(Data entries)

##############################

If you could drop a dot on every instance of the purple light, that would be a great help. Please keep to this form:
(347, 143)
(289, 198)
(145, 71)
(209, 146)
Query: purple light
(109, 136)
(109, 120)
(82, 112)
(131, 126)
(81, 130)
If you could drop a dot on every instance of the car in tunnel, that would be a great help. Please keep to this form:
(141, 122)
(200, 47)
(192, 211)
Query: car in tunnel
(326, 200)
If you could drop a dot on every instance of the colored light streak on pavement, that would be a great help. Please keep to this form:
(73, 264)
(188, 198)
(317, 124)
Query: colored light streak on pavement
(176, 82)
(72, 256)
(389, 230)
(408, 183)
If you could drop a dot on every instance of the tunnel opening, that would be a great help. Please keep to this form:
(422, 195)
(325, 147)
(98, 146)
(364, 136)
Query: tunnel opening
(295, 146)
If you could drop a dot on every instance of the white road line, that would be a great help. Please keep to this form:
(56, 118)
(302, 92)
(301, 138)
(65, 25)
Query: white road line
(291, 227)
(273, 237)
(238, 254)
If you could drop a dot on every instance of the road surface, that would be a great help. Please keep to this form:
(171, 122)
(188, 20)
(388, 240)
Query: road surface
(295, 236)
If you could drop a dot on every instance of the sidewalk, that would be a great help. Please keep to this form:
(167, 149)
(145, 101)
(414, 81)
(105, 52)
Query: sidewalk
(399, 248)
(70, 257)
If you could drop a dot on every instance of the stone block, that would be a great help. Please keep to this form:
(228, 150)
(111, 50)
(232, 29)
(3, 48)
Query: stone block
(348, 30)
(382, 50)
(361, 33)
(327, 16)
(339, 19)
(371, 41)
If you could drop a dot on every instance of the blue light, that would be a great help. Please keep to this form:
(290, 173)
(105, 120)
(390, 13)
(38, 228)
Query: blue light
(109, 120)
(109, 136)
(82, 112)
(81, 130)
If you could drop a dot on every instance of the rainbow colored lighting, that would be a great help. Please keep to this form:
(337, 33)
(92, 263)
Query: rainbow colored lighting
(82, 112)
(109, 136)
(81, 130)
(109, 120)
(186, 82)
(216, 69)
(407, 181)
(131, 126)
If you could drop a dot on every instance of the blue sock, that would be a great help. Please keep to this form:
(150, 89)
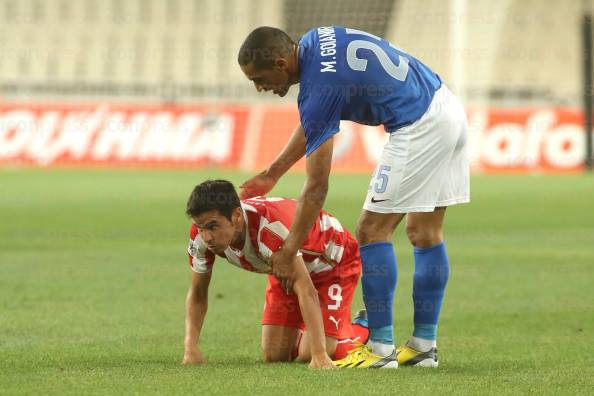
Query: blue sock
(379, 284)
(429, 282)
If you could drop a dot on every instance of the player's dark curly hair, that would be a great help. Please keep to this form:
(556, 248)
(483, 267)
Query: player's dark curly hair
(211, 195)
(263, 45)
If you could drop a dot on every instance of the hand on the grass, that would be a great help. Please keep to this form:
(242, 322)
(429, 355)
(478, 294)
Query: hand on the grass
(260, 184)
(193, 356)
(321, 362)
(282, 267)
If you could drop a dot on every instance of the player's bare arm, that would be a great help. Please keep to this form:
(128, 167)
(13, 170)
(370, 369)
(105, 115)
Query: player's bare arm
(309, 305)
(196, 307)
(262, 183)
(310, 203)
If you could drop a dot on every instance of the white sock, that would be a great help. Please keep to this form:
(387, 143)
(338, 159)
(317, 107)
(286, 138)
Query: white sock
(381, 349)
(421, 344)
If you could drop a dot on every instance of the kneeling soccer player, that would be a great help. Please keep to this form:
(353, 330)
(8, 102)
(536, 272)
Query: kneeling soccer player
(311, 324)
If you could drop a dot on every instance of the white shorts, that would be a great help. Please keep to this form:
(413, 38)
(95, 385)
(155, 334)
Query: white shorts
(424, 165)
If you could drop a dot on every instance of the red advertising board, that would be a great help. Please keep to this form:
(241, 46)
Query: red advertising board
(250, 137)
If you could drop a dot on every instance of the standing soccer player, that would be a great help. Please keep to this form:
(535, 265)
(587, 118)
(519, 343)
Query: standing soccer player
(347, 74)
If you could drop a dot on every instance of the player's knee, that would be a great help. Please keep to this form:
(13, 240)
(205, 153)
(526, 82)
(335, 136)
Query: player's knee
(366, 233)
(422, 237)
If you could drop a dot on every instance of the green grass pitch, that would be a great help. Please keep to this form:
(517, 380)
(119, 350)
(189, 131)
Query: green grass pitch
(93, 276)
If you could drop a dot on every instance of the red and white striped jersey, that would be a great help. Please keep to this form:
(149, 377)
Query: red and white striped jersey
(268, 223)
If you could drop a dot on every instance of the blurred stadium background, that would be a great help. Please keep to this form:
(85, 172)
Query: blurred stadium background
(153, 81)
(111, 111)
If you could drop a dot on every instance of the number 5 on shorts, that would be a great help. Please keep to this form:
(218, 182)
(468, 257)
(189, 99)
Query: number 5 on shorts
(382, 179)
(335, 294)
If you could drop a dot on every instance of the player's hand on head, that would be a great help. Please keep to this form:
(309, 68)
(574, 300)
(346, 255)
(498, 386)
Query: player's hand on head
(261, 184)
(193, 356)
(321, 362)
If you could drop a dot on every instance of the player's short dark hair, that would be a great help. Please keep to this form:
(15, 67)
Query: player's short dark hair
(263, 46)
(213, 195)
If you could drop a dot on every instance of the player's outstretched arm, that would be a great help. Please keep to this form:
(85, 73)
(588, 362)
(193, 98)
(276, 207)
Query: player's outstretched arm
(310, 203)
(196, 307)
(262, 183)
(309, 304)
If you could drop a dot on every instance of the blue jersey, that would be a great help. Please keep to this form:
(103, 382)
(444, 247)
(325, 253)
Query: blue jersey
(348, 74)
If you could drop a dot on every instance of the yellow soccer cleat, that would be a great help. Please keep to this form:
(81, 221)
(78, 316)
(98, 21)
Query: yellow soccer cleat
(408, 356)
(362, 357)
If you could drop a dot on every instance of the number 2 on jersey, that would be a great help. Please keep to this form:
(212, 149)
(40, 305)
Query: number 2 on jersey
(360, 64)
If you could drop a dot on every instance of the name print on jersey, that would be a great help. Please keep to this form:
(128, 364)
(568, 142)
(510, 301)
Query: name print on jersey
(327, 48)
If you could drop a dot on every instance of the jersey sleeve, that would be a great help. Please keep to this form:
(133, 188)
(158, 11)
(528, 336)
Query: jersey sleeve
(201, 259)
(274, 227)
(319, 112)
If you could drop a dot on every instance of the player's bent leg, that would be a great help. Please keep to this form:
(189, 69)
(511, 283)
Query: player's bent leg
(425, 229)
(279, 343)
(374, 233)
(376, 227)
(425, 232)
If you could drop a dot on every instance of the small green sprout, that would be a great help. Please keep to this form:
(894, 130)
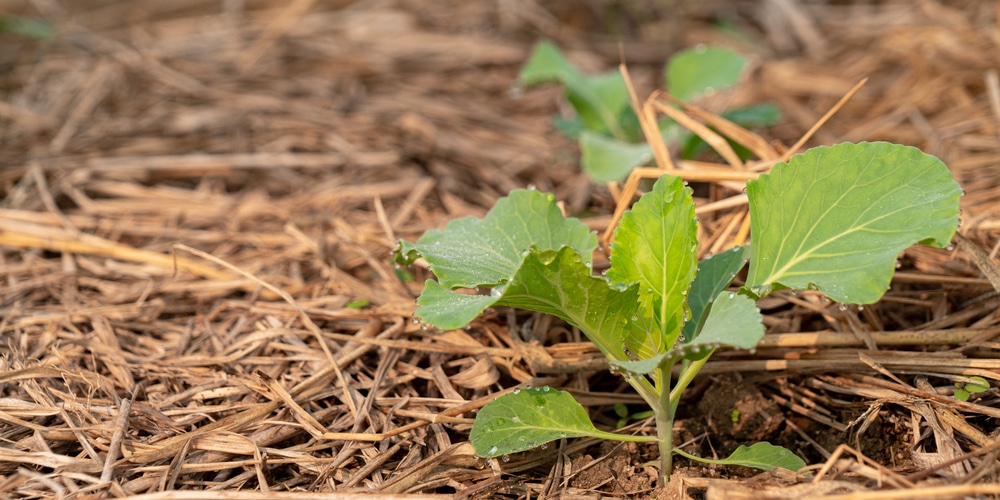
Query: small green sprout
(624, 416)
(832, 219)
(964, 390)
(611, 141)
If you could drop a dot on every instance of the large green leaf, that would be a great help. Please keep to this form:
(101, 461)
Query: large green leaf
(609, 160)
(655, 247)
(693, 72)
(473, 252)
(835, 218)
(733, 320)
(600, 100)
(527, 418)
(714, 275)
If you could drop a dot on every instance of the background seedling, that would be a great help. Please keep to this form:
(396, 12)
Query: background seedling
(606, 126)
(964, 390)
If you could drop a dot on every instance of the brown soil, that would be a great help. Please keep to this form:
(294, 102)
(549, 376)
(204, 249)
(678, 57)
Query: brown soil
(198, 203)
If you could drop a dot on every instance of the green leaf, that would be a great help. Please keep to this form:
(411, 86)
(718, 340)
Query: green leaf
(473, 252)
(835, 218)
(552, 282)
(655, 247)
(560, 283)
(760, 115)
(693, 72)
(610, 160)
(524, 419)
(447, 309)
(27, 27)
(764, 456)
(714, 275)
(599, 100)
(732, 320)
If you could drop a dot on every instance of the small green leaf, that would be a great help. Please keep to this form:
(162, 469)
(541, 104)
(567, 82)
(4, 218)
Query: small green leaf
(732, 320)
(760, 115)
(610, 160)
(762, 455)
(693, 72)
(473, 252)
(599, 100)
(524, 419)
(714, 275)
(835, 218)
(560, 283)
(980, 385)
(655, 246)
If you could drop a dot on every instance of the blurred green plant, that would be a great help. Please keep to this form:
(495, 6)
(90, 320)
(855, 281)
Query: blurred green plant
(26, 26)
(607, 128)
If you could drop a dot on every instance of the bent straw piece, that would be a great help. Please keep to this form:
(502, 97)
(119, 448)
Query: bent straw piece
(708, 135)
(27, 235)
(755, 143)
(829, 114)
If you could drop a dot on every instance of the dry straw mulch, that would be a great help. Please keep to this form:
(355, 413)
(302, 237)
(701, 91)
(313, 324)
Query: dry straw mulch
(199, 200)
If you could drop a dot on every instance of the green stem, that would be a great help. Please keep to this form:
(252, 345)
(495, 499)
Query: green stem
(665, 425)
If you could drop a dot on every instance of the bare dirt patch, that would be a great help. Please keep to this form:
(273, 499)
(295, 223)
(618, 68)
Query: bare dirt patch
(199, 200)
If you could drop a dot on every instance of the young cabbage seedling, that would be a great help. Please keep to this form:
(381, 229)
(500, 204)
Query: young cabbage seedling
(832, 219)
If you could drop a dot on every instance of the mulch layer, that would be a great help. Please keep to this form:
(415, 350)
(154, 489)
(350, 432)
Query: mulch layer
(199, 201)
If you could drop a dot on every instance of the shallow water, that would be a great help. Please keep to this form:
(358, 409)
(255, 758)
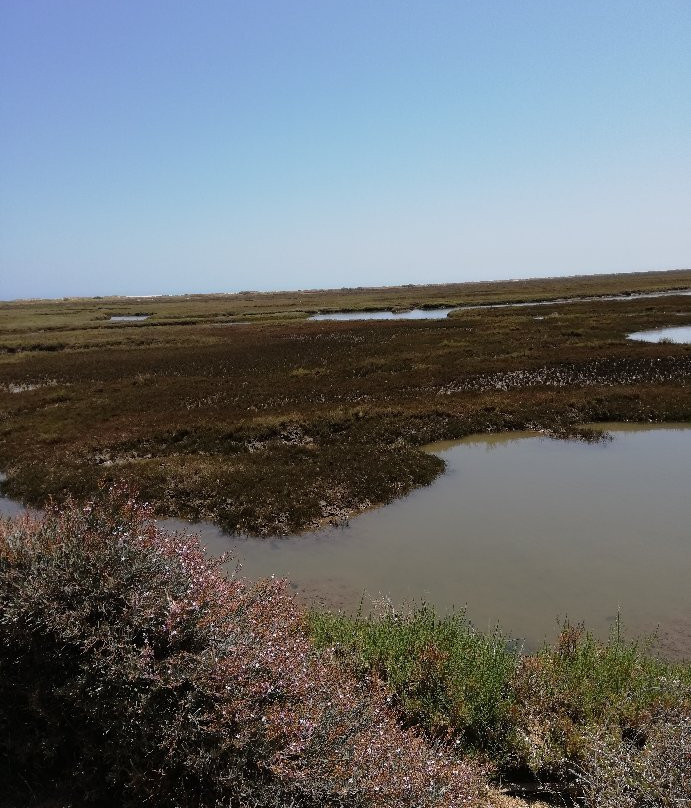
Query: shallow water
(440, 314)
(680, 334)
(522, 529)
(411, 314)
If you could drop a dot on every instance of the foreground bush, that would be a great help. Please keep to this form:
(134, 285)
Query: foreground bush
(561, 713)
(133, 672)
(649, 770)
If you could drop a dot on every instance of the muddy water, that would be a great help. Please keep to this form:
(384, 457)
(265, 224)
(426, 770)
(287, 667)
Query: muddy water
(411, 314)
(440, 314)
(523, 530)
(680, 334)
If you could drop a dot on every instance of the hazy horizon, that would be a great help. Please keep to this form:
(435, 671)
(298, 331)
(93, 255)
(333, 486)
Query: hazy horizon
(165, 148)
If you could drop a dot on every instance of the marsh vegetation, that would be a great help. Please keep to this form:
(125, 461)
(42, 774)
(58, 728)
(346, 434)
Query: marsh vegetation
(283, 425)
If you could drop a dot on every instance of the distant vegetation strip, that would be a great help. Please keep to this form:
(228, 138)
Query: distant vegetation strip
(292, 425)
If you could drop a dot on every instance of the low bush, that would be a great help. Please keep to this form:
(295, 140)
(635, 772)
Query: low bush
(446, 677)
(545, 712)
(651, 769)
(133, 672)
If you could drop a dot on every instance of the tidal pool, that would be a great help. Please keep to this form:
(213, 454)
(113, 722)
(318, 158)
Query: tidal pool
(524, 530)
(680, 334)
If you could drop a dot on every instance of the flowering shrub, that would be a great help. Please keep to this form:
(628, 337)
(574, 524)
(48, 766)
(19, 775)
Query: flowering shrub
(133, 671)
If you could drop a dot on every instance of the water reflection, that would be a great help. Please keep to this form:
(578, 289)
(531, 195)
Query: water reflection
(680, 334)
(439, 314)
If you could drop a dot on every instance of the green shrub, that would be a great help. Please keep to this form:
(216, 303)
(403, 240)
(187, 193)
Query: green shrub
(446, 677)
(132, 672)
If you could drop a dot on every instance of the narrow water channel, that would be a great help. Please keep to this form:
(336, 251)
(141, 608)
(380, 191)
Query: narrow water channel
(442, 313)
(523, 529)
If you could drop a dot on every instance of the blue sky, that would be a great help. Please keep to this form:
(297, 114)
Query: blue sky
(162, 146)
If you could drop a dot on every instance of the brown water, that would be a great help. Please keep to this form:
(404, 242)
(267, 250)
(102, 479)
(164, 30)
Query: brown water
(522, 529)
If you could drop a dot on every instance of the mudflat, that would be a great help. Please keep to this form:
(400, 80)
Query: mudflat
(239, 410)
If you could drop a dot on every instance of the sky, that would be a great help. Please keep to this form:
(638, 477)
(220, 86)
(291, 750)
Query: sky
(168, 146)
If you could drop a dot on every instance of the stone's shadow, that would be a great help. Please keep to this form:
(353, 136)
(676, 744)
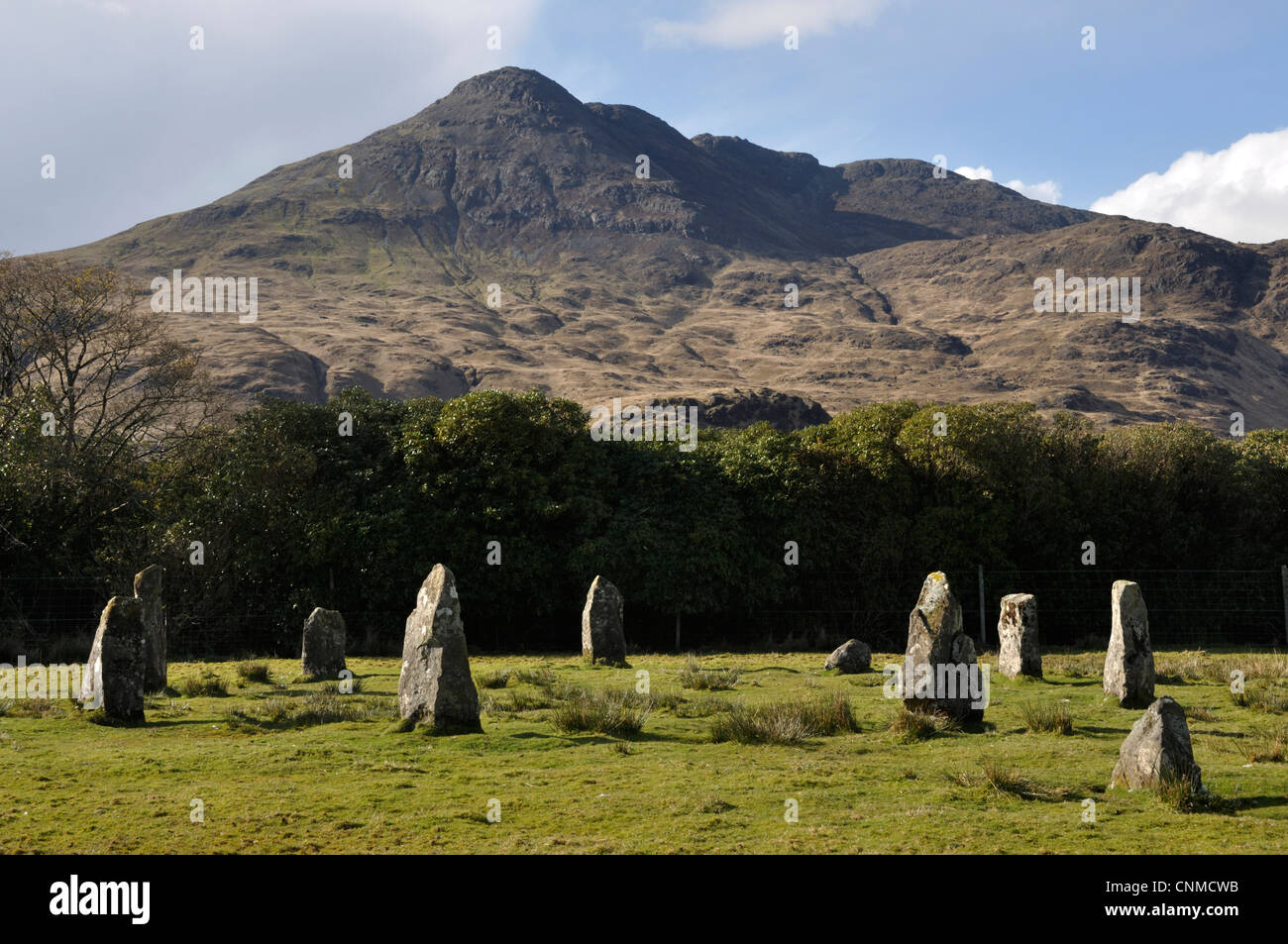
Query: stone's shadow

##############################

Task statement:
After checking the entries, state how many lines contain "shadow", and write nothing but the number.

Answer section:
2